(Stored data entries)
....
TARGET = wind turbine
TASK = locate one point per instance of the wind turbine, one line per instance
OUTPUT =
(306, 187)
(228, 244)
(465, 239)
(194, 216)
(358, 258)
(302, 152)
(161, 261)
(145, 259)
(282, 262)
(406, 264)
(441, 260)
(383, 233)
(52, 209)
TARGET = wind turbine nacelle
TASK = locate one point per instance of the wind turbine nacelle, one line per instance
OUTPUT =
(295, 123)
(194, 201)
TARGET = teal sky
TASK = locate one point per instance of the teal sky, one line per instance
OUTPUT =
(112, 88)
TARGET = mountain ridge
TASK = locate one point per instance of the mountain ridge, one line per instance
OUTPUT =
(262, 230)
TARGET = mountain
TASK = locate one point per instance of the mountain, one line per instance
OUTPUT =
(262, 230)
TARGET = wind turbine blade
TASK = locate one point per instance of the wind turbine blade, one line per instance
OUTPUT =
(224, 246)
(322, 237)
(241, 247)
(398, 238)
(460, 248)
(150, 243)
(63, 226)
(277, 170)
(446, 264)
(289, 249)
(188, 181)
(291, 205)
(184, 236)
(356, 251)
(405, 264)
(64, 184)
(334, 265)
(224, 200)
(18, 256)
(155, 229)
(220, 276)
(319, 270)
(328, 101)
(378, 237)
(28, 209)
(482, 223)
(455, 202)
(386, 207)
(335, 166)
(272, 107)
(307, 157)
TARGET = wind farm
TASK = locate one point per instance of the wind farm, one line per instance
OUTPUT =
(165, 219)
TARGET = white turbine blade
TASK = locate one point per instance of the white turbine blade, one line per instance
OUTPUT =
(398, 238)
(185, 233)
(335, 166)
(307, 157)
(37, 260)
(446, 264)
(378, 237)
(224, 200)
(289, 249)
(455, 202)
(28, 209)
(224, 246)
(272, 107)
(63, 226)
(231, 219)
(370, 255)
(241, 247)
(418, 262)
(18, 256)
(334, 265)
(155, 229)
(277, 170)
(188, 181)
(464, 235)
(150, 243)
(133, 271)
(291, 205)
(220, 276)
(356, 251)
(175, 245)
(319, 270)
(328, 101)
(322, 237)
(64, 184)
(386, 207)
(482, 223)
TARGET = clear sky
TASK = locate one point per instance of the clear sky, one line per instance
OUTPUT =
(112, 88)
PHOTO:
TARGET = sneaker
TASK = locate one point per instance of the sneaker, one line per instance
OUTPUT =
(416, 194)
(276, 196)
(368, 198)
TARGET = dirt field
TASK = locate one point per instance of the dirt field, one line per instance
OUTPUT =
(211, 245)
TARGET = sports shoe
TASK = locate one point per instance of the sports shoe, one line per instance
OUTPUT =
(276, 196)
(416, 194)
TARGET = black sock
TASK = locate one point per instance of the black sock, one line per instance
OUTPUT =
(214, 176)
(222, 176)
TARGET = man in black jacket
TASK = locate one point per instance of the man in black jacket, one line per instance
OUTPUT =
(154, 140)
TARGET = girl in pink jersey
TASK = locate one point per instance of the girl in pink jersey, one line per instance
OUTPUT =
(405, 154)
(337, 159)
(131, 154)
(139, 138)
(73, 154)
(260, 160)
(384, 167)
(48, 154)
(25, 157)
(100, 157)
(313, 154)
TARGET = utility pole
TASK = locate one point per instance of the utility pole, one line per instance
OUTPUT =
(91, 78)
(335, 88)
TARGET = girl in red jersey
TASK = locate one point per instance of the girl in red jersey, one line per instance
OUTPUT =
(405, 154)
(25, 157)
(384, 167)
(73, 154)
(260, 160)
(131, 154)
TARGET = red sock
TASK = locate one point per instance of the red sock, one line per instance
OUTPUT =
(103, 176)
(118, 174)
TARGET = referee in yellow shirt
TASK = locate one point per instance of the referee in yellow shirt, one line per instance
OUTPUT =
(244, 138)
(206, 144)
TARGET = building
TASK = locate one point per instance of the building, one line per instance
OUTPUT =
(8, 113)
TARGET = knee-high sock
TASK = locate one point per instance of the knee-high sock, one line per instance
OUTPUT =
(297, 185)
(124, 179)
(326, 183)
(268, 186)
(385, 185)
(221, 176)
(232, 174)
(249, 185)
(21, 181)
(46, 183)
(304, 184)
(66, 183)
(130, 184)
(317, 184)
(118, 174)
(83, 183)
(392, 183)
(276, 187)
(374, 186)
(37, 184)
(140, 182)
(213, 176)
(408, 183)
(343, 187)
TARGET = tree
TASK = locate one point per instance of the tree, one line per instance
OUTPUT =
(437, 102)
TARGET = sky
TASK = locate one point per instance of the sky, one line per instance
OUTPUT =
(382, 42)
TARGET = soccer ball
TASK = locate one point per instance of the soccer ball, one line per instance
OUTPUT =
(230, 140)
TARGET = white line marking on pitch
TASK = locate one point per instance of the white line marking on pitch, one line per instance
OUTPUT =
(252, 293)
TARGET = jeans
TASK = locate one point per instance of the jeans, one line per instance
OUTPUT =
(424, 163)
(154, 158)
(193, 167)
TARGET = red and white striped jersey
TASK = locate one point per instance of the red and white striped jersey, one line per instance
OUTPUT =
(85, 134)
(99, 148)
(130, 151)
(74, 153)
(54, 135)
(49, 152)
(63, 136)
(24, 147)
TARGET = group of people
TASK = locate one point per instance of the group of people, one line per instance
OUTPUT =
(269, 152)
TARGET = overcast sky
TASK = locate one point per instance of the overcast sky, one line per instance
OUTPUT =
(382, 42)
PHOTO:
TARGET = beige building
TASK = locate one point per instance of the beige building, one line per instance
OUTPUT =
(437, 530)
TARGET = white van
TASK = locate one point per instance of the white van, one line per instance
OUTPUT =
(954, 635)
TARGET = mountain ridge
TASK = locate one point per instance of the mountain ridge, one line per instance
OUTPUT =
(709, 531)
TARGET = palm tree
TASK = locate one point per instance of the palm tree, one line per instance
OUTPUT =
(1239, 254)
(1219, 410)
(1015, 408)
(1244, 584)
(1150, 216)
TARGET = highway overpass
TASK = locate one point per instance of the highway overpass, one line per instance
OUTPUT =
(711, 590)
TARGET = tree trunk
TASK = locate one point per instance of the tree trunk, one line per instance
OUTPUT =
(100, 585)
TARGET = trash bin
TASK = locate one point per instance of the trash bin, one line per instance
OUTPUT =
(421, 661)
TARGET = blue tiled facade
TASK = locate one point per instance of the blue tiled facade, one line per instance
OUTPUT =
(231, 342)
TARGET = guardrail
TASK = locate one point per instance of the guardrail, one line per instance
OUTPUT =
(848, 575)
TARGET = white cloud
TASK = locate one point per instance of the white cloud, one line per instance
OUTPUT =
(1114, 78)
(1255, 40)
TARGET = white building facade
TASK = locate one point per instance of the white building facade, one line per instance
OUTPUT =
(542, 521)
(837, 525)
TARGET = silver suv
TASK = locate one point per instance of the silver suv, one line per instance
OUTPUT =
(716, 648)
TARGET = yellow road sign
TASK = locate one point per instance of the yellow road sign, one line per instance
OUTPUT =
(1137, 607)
....
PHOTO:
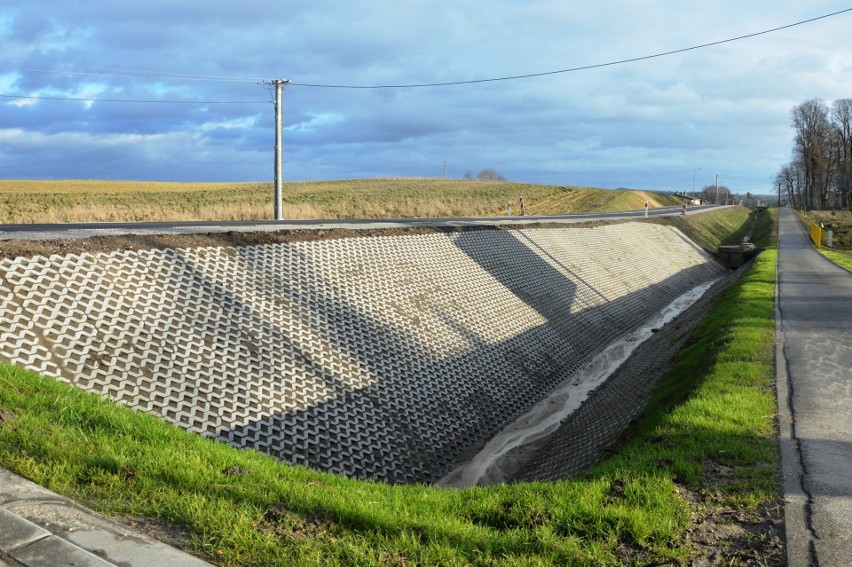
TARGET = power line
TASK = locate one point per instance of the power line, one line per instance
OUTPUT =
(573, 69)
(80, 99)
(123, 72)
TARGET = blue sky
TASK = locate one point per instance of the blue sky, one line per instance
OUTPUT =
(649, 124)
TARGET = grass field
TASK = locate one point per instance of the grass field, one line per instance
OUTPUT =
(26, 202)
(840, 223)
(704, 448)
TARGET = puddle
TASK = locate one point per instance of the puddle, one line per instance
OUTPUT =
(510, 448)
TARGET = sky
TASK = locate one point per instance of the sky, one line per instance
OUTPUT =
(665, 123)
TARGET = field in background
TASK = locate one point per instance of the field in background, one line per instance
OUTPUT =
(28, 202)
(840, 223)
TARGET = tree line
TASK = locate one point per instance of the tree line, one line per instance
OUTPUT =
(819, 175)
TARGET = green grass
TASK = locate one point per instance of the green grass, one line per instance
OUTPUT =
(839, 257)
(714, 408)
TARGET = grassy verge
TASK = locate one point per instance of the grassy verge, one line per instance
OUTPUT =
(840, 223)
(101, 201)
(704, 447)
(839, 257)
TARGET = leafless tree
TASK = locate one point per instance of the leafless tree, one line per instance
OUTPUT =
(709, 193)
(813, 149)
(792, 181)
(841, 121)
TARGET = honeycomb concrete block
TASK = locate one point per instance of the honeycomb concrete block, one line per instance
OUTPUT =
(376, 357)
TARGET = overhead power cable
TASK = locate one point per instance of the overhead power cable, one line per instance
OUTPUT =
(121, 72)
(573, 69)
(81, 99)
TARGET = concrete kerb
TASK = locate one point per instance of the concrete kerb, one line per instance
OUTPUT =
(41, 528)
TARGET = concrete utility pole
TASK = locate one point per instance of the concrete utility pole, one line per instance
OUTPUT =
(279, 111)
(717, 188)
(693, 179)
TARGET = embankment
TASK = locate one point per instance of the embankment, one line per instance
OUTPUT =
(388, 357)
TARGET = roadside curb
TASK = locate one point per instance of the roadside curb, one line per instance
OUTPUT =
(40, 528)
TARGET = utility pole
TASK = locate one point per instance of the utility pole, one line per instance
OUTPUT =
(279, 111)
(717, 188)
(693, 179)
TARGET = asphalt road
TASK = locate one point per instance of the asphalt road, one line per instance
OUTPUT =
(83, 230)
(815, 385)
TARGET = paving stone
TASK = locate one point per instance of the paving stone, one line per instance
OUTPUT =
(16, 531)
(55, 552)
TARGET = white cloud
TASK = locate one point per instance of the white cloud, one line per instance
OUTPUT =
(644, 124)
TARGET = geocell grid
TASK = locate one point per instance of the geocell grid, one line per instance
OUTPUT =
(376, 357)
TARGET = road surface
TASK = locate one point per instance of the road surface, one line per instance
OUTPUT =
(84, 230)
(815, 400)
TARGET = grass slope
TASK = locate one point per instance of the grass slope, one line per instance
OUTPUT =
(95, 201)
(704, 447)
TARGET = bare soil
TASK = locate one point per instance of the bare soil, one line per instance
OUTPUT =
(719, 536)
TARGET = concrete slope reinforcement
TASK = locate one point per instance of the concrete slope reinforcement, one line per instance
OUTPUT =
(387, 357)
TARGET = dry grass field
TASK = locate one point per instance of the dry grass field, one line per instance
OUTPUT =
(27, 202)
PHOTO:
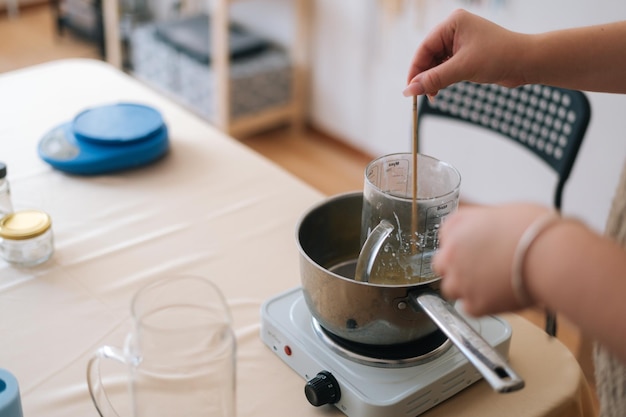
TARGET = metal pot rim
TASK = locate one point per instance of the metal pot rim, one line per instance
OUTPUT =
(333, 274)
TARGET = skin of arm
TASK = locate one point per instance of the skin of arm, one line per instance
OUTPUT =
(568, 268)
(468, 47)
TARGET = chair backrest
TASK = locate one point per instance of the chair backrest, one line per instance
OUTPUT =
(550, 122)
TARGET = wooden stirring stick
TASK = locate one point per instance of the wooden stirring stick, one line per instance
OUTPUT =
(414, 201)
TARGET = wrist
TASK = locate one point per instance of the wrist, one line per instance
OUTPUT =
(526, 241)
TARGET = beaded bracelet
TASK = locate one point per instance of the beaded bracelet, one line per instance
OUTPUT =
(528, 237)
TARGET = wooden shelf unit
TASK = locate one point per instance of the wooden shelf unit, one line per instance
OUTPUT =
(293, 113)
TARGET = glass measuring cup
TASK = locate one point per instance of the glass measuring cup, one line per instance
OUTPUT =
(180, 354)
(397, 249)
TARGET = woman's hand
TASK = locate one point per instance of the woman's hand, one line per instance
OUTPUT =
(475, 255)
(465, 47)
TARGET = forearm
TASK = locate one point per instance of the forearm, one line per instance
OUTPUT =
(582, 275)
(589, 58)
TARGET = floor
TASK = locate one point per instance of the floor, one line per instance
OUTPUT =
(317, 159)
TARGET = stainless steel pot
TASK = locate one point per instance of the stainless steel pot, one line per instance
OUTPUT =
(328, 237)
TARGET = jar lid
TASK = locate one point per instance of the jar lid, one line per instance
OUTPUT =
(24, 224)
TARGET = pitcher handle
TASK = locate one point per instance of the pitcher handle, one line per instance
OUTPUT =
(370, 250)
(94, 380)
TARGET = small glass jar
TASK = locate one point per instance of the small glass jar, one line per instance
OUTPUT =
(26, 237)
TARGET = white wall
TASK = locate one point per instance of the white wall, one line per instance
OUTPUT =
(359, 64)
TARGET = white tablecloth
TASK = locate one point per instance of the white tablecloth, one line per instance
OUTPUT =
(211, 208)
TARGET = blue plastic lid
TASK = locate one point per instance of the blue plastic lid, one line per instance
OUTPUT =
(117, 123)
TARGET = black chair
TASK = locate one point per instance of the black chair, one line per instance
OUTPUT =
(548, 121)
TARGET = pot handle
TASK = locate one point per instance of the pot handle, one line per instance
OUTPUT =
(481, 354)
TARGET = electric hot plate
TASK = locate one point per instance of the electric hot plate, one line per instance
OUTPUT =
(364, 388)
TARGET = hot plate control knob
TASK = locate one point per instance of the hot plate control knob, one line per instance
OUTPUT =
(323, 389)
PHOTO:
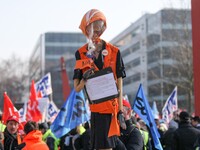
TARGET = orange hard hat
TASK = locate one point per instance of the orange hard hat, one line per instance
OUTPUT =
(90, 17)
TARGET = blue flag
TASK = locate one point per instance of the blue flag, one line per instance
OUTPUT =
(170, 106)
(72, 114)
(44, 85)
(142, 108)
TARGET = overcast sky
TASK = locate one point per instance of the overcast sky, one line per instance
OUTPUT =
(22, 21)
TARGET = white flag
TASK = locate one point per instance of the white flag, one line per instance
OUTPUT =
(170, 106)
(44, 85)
....
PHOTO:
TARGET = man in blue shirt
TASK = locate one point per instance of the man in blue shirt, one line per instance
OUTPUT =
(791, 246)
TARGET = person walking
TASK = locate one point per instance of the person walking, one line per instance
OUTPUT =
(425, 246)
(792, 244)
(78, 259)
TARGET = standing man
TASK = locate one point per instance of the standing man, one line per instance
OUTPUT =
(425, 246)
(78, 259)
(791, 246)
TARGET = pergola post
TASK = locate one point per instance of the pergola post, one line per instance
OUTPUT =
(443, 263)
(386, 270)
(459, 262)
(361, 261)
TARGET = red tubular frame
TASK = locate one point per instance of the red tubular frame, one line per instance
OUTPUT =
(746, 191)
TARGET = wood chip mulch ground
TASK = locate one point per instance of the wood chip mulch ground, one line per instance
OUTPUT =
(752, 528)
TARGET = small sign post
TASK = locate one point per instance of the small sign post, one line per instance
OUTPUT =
....
(INSTRUCTIONS TO FOLLOW): When the string "green" appears in a line of the records above, that line is to be copied.

(RESULT OF THE TASK):
TARGET = green grass
TASK = locate one point per instance of the green grass, one line per instance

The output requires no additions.